STATED EXERCISE A: From the press release on the FAA hearing below, return the passage starting at "(WASHINGTON, D.C.) –" and ending at "on airline passengers.", word for word.
STATED EXERCISE B: In the records below, retype the lines starting at the line that contains "Would you please identify the village" and ending at the line that contains "column 34, row 141", both included, without any change.

DOCUMENT SEGMENT:
— Start —
(WASHINGTON, D.C.) – Today, U.S. Senator Patty Murray (D-WA) chaired a hearing of her Transportation, Housing and Urban Development (THUD) Subcommittee to review the safety and modernization performance of the FAA.
FAA Acting Administrator Robert Sturgell and DOT Inspector General Calvin Scovel testified at the hearing. The FAA has come under frequent criticism recently for ignoring inspector complaints, the nature of their relationship with the airline industry, and the effects their actions have had on airline passengers.
Murray held the hearing to get answers on why the funding her subcommittee provides is not being better spent to serve the passengers, airlines, and taxpayers. She also explored the treatment of FAA inspectors, including the charges that their complaints were suppressed and that airlines were able to concoct phony complaints to retaliate. And she discussed how a lack of clarity and consistency in FAA enforcement has cost airlines and passengers.
Senator Murray’s opening statement from the hearing follows:
These are troubling times for airline passengers and the entire aviation industry. In the last year, we have seen jet fuel prices climb by almost 70 percent. In the last two weeks, three airlines declared bankruptcy. And two days ago, we learned of a planned mega-merger to create the nation’s largest U.S. airline. More mergers could be announced soon. With all this disruption, the millions of passengers who take to the skies in our country each year need to be sure that the agency in charge of enforcing safety is consistent and effective.
— End —
INFORMATION PROVIDED:
— Start —
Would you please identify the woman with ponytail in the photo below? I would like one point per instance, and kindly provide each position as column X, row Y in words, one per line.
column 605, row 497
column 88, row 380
— End —
— Start —
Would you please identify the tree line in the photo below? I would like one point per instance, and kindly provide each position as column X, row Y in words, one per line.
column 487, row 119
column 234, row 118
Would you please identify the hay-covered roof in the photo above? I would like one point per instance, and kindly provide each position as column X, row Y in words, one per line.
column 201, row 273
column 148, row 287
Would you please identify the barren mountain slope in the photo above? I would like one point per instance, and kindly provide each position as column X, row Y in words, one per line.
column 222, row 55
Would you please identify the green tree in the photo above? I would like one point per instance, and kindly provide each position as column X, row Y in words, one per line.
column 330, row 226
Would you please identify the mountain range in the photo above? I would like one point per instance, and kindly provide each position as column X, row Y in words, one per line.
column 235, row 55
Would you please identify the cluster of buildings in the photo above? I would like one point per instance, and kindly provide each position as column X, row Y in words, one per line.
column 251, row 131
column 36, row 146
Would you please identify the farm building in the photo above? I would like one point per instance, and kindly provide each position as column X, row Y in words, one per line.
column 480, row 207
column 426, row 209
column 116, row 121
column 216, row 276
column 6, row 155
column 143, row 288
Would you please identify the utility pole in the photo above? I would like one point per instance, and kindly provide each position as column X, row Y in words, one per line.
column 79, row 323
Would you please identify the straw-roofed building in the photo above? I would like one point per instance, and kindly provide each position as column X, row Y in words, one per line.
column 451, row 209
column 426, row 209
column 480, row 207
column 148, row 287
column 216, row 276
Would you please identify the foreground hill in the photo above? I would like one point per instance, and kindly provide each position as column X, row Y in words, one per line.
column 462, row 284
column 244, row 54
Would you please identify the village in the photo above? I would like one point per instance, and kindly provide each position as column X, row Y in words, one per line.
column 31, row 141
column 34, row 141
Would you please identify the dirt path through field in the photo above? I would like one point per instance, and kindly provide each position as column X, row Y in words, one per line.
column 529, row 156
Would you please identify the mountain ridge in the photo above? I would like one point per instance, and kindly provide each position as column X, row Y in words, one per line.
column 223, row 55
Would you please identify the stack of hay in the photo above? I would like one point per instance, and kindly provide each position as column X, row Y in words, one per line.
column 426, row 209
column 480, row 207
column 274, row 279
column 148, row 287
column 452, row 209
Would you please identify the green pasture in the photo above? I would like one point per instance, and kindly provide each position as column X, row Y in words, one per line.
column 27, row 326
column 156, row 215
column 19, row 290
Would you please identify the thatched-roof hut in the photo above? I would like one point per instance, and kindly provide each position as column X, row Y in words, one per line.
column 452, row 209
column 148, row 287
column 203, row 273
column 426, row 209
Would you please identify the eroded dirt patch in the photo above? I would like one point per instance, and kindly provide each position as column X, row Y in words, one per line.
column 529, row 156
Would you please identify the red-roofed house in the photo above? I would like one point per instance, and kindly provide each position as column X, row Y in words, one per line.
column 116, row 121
— End —
— Start —
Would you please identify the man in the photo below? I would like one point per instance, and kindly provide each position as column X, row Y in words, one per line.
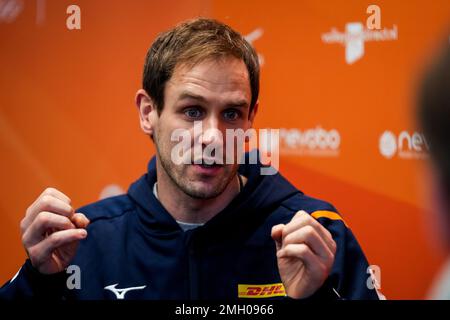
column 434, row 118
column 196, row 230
— End —
TASK OUTPUT A:
(WASHINGTON, D.C.) – Today, U.S. Senator Patty Murray (D-WA) chaired a hearing of her Transportation, Housing and Urban Development (THUD) Subcommittee to review the safety and modernization performance of the FAA.
FAA Acting Administrator Robert Sturgell and DOT Inspector General Calvin Scovel testified at the hearing. The FAA has come under frequent criticism recently for ignoring inspector complaints, the nature of their relationship with the airline industry, and the effects their actions have had on airline passengers.

TASK OUTPUT B:
Would you please identify the village in the photo above? I would like one point per instance, and kindly provide each position as column X, row Y in words, one per line.
column 31, row 141
column 34, row 141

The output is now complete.